Start of Dataset records

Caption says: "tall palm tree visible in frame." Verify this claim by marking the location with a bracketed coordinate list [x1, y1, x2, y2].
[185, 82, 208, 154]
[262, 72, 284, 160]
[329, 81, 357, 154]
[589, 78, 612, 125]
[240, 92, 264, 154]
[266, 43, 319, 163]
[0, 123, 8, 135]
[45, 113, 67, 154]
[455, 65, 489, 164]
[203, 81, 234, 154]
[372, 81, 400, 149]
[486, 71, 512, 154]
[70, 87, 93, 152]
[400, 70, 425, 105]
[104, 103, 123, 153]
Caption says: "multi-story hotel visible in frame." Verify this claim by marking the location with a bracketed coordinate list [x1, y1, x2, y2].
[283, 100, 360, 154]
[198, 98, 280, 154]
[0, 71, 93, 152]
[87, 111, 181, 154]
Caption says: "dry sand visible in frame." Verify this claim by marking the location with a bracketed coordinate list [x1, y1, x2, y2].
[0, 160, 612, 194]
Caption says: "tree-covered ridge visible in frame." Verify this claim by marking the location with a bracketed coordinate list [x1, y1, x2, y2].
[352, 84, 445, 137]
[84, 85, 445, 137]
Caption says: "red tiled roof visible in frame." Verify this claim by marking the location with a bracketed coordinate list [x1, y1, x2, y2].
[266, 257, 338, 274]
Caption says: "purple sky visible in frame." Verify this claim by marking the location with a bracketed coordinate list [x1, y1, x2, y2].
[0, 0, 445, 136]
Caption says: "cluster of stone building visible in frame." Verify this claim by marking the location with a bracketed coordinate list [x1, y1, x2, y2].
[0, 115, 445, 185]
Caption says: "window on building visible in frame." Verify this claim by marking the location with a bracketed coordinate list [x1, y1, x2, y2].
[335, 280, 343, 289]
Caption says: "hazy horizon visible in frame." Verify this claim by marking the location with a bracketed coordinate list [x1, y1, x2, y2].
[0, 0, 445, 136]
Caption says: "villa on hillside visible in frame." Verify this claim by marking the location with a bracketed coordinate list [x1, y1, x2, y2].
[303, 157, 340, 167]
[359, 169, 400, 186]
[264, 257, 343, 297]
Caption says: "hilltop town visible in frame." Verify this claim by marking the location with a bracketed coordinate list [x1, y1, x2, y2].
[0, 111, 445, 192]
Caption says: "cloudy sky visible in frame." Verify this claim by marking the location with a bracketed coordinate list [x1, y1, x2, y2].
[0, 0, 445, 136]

End of Dataset records

● **What is asked**
Rewrite the stretch of lines from the one containing "on building visible" through the last line, keeping every line in full but adding 36 to each number in the bounding-box coordinates.

● **Answer to this task**
Caption says: "window on building visible in frame." Verify this claim by marking the location with a bracketed coordinate list [x1, y1, x2, y2].
[371, 316, 379, 325]
Caption says: "hazy horizon visible in frame." Verify this claim by marking the location with a bracketed coordinate list [x1, y1, x2, y2].
[36, 36, 481, 172]
Caption says: "villa on hillside visible in frame." Verify this claim by marking the location with a bracketed coordinate list [x1, y1, x2, y2].
[339, 193, 376, 203]
[395, 205, 436, 222]
[300, 293, 379, 333]
Caption says: "hilltop town visible in frame." Verify this claim by marking the location with a bracketed coordinate list [x1, y1, x2, y2].
[36, 147, 481, 228]
Caption says: "cloudy sky visible in frame." Verify this claim by marking the location with a bracketed coordinate list [x1, y1, x2, y2].
[36, 36, 481, 172]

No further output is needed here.